■ **WORK REQUEST**
The answer is every line in the data below that contains the word "awning".

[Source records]

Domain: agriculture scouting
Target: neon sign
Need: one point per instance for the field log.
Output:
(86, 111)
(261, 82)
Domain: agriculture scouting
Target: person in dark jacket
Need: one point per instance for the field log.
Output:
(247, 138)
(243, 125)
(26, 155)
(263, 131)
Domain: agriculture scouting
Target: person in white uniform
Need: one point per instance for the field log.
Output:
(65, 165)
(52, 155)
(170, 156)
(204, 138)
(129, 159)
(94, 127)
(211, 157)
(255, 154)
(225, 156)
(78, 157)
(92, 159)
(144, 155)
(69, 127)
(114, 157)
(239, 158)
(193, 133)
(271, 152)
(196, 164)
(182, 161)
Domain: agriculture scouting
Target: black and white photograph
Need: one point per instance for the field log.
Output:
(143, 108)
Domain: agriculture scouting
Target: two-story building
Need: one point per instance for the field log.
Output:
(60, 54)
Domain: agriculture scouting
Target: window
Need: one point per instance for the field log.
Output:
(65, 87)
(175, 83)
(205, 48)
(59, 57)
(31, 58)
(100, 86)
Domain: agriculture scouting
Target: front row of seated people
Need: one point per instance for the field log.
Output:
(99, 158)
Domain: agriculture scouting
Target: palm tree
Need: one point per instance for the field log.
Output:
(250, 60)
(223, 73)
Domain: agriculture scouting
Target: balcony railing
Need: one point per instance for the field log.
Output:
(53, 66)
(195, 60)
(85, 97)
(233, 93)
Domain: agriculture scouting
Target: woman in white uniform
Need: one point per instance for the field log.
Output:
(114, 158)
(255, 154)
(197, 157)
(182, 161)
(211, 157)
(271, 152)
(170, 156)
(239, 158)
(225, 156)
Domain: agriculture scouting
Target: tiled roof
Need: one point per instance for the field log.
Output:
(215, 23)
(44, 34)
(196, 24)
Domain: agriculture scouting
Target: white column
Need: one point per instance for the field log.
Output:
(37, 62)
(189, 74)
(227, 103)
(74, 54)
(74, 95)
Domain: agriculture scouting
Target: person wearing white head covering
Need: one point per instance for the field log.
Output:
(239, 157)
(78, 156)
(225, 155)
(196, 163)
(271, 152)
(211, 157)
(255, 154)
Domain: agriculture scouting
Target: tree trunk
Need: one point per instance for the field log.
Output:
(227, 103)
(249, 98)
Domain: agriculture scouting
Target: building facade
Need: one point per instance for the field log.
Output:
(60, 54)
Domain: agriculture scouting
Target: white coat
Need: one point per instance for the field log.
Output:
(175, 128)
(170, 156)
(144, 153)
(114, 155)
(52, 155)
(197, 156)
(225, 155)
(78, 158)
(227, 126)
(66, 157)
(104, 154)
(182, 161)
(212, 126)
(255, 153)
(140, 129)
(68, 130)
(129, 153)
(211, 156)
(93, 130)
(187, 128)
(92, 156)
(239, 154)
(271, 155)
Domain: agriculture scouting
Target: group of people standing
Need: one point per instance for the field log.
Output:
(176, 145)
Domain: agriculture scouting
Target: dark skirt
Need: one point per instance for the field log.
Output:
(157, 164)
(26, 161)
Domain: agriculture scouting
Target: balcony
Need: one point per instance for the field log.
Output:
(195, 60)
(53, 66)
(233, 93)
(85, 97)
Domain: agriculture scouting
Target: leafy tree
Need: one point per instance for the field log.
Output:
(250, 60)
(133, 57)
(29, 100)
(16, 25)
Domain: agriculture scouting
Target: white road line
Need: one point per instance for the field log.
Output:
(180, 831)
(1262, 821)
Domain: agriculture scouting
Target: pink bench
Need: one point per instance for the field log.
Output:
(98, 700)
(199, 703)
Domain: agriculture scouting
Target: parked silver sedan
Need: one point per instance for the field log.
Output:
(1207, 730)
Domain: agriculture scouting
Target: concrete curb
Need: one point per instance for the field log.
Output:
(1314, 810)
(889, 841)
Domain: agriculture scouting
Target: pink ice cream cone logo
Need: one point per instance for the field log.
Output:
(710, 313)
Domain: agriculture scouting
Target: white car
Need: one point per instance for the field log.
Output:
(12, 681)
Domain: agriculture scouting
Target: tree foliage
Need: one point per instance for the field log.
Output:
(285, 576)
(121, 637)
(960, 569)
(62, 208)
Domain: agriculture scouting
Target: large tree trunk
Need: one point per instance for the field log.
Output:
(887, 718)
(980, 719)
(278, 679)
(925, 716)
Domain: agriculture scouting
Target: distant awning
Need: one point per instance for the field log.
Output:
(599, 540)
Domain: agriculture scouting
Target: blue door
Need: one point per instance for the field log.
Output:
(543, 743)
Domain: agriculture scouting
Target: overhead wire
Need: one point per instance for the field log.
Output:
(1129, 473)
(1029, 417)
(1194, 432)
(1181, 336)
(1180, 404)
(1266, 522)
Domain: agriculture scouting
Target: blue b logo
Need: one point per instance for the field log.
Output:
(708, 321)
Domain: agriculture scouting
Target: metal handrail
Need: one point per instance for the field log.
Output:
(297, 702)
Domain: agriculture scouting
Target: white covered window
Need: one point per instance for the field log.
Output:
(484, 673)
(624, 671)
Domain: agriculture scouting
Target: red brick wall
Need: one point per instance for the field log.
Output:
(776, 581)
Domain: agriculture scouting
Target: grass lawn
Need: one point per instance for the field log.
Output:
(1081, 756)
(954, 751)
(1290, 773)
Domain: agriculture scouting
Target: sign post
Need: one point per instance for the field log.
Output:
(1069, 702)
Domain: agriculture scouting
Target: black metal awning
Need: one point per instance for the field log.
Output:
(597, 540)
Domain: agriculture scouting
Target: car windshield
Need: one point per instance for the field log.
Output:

■ **WRITTEN ANSWER**
Target: distant awning
Target: black metal awning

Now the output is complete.